Friday, August 31, 2012

50 Years of Science - part 2

This is the second in a series of posts.  The first one can be found at http://sigma5.blogspot.com/2012/07/50-years-of-science-part-1.html.  Taking the Isaac Asimov book "The Intelligent Man's Guide to the Physical Sciences" as my baseline for the state of science as it was when he wrote the book (1959 - 1960) I am examining what has changed since.  For this post I am starting with the chapter Asimov titled "The Birth of the Universe".

In this chapter Asimov reviews in more detail than in previous chapters what science has determined about the age of things.  He reviews various "origin stories" for the Earth, including the one in the Bible.  He then moves quickly on to scientific attempts to determine how old Earth is.  Based on the salt content of the ocean the earth is at least a billion years old.  Based on various radioactive decay-based measurements the Earth is at least 3.3 billion years old.  Both of these estimates contradict "young earth" creationists.  Asimov doesn't mention them anywhere in the book because at the time the book was written no one took them seriously.  They did not have a political home in the Republican party and a well established network of religion channels on cable and mega churches to support and maintain their belief system.  In the decades since this book was written science has developed and enhanced the lines of reasoning Asimov lists, along with dozens of others, all indicating that the Earth is billions of years old.

No one has come up with any credible evidence that even one of these multiple lines of reasoning is wrong.  But we live in a world where people's knowledge of science has diminished to the point where most people are unfamiliar with the reasoning or the evidence that supports the reasoning.  Instead they are drowned in a sea of "facts" that are factually wrong, and people whose idea of a scientifically valid argument is " I believe it because my faith demands I believe it" or "I believe it because I wish it were so and 'wishing it were so' is enough to make something true".

———

# [Work instructions]
A) Answer these questions from the blog post:
(i) Which Asimov book does the blog post use as its baseline?
(ii) According to the salt content of the ocean, how old is the Earth at least?
(iii) What has no one come up with, according to the blog post?
B) Continue the blog post on Asimov's chapter "The Birth of the Universe" from its final sentence.
The listing that comes next is separate material and has no connection to the blog post.

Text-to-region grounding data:
———

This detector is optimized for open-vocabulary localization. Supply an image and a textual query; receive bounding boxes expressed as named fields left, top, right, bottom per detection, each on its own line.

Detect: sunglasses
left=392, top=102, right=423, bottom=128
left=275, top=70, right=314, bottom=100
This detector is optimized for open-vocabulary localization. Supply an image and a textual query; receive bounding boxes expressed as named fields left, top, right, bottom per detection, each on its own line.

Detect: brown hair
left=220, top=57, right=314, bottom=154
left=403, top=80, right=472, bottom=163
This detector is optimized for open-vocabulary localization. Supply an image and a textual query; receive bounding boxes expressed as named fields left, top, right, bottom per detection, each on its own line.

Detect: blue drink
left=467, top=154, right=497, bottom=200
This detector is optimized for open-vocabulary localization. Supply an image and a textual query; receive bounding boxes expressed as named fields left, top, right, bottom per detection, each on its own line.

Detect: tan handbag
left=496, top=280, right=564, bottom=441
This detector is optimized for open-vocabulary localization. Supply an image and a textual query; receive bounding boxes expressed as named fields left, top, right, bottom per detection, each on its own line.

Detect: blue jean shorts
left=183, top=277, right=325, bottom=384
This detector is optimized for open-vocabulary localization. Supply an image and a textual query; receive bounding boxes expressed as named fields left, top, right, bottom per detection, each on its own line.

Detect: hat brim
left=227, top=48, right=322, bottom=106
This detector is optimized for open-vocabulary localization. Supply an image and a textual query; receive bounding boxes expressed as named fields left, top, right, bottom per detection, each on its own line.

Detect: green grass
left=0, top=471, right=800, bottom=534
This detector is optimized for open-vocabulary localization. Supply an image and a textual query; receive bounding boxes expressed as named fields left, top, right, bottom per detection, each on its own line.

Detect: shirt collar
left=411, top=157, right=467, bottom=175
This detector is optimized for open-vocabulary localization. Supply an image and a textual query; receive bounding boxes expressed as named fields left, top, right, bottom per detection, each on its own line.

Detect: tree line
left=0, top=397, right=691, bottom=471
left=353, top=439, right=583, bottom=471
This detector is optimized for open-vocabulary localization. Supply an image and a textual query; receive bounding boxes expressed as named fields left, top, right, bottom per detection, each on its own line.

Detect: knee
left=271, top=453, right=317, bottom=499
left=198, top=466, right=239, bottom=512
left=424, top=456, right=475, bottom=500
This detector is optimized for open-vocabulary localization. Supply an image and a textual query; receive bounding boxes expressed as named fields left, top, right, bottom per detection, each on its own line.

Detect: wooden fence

———

# [Answers below]
A)
(i) "The Intelligent Man's Guide to the Physical Sciences"
(ii) At least a billion years old
(iii) Any credible evidence that even one of the multiple lines of reasoning is wrong

B)
In any case, the basic methods Asimov discusses have been refined and extended so that we now know that the Earth is 4.7 billion years old.  The primary line of evidence for this is radioactive decay.  Why is the modern number different from the number in 1960?  The big reason is that a concerted effort has been made to date lots and lots of rock formations.  When rocks melt then many radioactivity "clocks" reset resulting in a misleadingly young estimate of how old the rocks are.  Scientists have now located rock formations that are substantially older than the oldest ones they were familiar with in the '60s.  The scientific methods of radioactive dating have also gotten better.  More isotopes can now be used as the basis for these radioactive studies.  The amount of material necessary to make an accurate measurement is now much smaller.  And the overall accuracy and sensitivity of the measurements have improved.  Scientists are now also able to measure different "isotope systems" in the same rock and compare the results.  This makes it easier to identify situations where a sample appears to be pristine but has actually been processed (e.g. heated up by a geologic process).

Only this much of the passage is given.